··· SELECTED TEXT

What is the use of a recipe? A recipe is a teaching tool, a guide, a point of departure. Follow it exactly the first time you make the dish. As you make it again and again, you will change it, massage it to fit your own taste and aesthetic. Eventually it will become your own personal recipe - Jacques Pepin
Thursday, August 4, 2011
I Will Fear no Evil by Robert A. Heinlein
I will Fear no Evil is another one of the later novels by Heinlein, written in 1970, after his breakout success with Stranger in a Strange Land. It perhaps is an indicator of the
quality he was to turn out for the rest of his life which, in my opinion, was not nearly as good, in general, as his earlier works.
Enter the character of Johann Sebastian Bach Smith, grouchy old multimillionaire, who is so similar to many of Heinlein's cranky old man characters in his later books that I very nearly suspect a conspiracy. Smith's angelic yet spunky secretary, Eunice Branca, and a sharp Jewis lawyer, Jake Salomon, seem to be the only people closest to friends in his world. He is suffering the ravages of advanced old age, and only the life support systems of modern medicine are keeping his many relatives from swooping down like vultures to plunder his business empire.

······
··· RECORD SET

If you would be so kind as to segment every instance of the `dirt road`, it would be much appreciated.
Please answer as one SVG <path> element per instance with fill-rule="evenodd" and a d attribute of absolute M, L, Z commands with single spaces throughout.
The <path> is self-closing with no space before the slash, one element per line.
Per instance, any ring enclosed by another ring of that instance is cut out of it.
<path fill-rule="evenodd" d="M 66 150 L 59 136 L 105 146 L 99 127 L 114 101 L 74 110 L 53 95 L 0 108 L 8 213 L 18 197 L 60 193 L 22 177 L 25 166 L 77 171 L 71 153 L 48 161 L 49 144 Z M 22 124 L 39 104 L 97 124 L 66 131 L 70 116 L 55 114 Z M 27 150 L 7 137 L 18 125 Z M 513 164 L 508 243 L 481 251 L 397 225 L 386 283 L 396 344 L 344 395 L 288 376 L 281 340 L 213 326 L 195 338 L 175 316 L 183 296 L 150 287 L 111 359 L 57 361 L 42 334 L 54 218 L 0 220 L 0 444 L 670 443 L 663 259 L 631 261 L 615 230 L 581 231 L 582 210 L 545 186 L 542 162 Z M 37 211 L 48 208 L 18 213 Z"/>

······

### PROBLEM 1
Answer these questions about the book review:
(a) In what year was I Will Fear no Evil written?
(b) What is the name of Smith's secretary?
(c) According to the quotation at the top of the page, what should you do the first time you make a dish?
### PROBLEM 2
Extend the review of I Will Fear no Evil past its last sentence.
None of the stored data is needed for these tasks.

### RESULT 1
(a) 1970
(b) Eunice Branca
(c) Follow the recipe exactly.

### RESULT 2
The dialogs between Smith and Salomon and Branca sound like a rehash in flavor, tone and content, from Jubal Harshaw, Ben and Jill in Stranger, and Lazarus, Ira and Minerva in Time Enough For Love. Nothing new here, move right along folks.
Smith concocts a scheme to stay alive and outwit his heirs, having his brain transplanted into a new body. When by an amazing coincidence it turns out that Eunice has the exact rare blood type as Jonathan, and she is killed in a random mugging, her brain goes in the oubliette and Smith rides again.
However, it seems that the seat of consciousness doesn't reside alone in the brain, but in the body as well, and Smith finds Eunice's "soul" very comforting as he learns to live again in a female body. From this point on, there's not much plot action, aside from some legal wrangling by his heirs, which Jake, the newly minted "Joan Eunice", and their merry band of men of good will thwart quite handily. The bulk of the book consists of internal dialogues between Joan and Eunice, primarily about sex and sexuality, and how everyone but RAH has it all horribly wrong. This was very amusing when I first read it as a teenager, but it wears a little thin these days, when we can plainly see the results of many of his fellow travelers' libertine social attitudes.
Possibly my least favorite Heinlein novel. One probably must read it to complete the Heinlein canon, but don't rush out to buy a copy.